Ok&#8230;how have the Beavers done?

2001 Fiesta Bowl Oregon State 41 Notre Dame 9 Won 
2002 Insight Bowl Pittsburgh 38 Oregon State 13 Lost 
2003 Las Vegas Bowl Oregon State 55 New Mexico 14 Won 
2004 Insight Bowl Oregon State 38 Notre Dame 21 Won
2006 Sun Bowl Oregon State 39 Missouri 38 Won


----------



## Y-Guy (Jan 30, 2004)

Here we go... OSU is a baseball team.

Fire MB? Not going to happen.

Oh and where is that 51 point spread? Tied up baby 21-21.

And I am still thankful that no Oregon player has been arrested for a DUI an breaking in and steeling a Gay Sheep, not something OS or is that OSU fans can say. lol


----------



## Oregon_Camper (Sep 13, 2004)

No comment on Bowl Game history? ....thought not.


----------



## Y-Guy (Jan 30, 2004)

Good game, hope you bet a ton of money on that 51 point spread though









Oh well.


----------



## Oregon_Camper (Sep 13, 2004)

OSU Wins!!!

38-31 

YEA!!!!!

• **Raw data**
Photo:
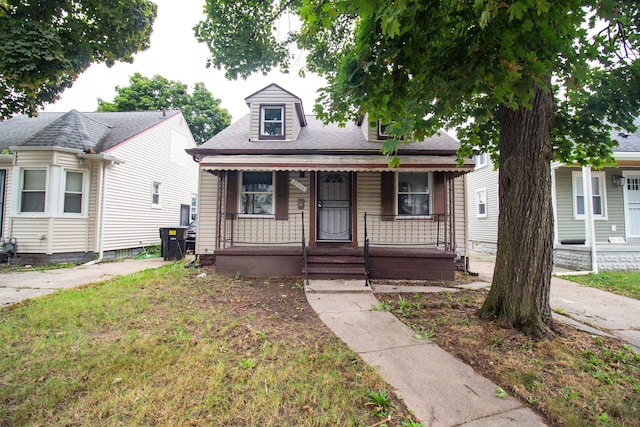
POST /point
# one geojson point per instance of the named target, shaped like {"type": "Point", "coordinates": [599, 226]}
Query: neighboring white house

• **Stated task A**
In the forum thread, what was the final score of the 2006 Sun Bowl?
• **Stated task B**
List every bowl game that the forum thread marks as won by Oregon State, with its year.
The material has no connection to the forum thread.

• **Written reply A**
Oregon State 39, Missouri 38.

• **Written reply B**
- 2001 Fiesta Bowl
- 2003 Las Vegas Bowl
- 2004 Insight Bowl
- 2006 Sun Bowl